__EXERCISE AIM__. Return the lines of the listing verbatim, starting at the line that contains "Locate every instance of the man" and ending with the last line of the listing.

__INPUT DATA__.
******************************

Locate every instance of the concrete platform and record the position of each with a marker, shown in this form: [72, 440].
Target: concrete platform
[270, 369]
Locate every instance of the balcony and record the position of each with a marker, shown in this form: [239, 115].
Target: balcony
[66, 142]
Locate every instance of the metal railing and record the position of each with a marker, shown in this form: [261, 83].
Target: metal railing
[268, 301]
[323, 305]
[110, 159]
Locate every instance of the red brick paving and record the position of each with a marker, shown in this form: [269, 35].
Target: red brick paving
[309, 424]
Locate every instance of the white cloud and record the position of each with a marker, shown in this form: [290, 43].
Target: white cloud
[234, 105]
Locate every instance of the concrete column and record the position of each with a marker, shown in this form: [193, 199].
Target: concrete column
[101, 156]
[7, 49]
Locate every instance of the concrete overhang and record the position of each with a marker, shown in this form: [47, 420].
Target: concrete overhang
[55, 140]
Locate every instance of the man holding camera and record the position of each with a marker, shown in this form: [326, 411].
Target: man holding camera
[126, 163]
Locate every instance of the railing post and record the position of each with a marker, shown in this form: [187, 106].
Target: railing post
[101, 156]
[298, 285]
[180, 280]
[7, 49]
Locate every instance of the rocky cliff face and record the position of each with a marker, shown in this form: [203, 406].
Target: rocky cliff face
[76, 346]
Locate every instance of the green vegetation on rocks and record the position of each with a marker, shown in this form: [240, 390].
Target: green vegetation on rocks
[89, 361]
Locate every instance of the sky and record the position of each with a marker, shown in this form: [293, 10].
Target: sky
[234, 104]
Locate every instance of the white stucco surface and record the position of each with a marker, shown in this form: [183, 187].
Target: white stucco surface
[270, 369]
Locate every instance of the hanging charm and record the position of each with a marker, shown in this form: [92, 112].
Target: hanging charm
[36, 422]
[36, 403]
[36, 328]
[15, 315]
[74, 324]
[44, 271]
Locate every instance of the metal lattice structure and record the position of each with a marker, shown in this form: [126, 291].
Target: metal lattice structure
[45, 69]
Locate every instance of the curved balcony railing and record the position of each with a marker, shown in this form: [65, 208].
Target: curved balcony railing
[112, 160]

******************************

__SOLUTION TO THIS PROBLEM__.
Locate every instance of the man holding camera and record the position of each with a marker, shown in this form: [326, 411].
Target: man holding camera
[126, 163]
Locate every instance of the railing post and record the position of each with a marker, shown in this form: [187, 106].
Target: railing post
[101, 156]
[298, 285]
[180, 280]
[7, 49]
Locate every instance of the rocky cliff face and record the position of each with a marker, shown in this form: [203, 406].
Target: rocky cliff face
[76, 346]
Locate every instance of the green vegetation on rocks and record the position of each with a marker, shown in this form: [240, 390].
Target: green vegetation on rocks
[89, 361]
Locate every instance of the sky and record the position of each with a marker, shown in this form: [293, 10].
Target: sky
[234, 104]
Locate every instance of the white stucco surface and record the position of each with a marker, shown in this form: [183, 187].
Target: white stucco surface
[270, 369]
Locate every instance of the hanging charm and record the position of each with a marker, shown in this form: [92, 112].
Target: hanging charm
[36, 422]
[36, 403]
[36, 328]
[15, 315]
[74, 324]
[44, 271]
Locate every instance of the metal lattice structure and record the position of each with a marker, shown in this form: [126, 291].
Target: metal lattice structure
[45, 69]
Locate every instance of the curved balcony railing and record the position of each with a marker, shown in this form: [65, 208].
Target: curved balcony railing
[112, 160]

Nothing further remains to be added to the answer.